*** EXERCISE INPUT Section Begins ***

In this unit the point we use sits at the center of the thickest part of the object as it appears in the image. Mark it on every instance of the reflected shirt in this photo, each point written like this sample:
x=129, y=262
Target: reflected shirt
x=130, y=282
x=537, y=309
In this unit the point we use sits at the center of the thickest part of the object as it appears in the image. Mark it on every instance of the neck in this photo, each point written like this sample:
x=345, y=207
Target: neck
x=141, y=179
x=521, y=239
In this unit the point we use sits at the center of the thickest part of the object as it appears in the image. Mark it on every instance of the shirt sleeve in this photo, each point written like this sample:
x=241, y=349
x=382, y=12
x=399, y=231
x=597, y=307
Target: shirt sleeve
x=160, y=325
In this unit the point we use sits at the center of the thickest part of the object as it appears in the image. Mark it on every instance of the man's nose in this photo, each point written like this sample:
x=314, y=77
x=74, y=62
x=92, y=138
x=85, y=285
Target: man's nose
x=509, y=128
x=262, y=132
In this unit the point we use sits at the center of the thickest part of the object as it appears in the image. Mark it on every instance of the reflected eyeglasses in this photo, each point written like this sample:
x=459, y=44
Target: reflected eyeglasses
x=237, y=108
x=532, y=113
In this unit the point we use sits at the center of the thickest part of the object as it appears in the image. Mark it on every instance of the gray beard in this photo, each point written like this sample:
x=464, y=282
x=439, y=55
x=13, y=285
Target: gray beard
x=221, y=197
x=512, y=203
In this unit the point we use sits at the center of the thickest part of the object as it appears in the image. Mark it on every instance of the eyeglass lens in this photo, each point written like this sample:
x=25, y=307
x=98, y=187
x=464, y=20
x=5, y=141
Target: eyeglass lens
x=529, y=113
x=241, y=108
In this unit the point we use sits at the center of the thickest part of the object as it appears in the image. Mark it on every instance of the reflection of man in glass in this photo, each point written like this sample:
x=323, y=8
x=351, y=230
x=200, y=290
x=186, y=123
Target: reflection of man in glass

*** EXERCISE INPUT Section Ends ***

ASSIGNED TASK →
Counting only lines that contain the word "reflection", how many are there in the records above? Give the number alone.

ANSWER SPACE →
2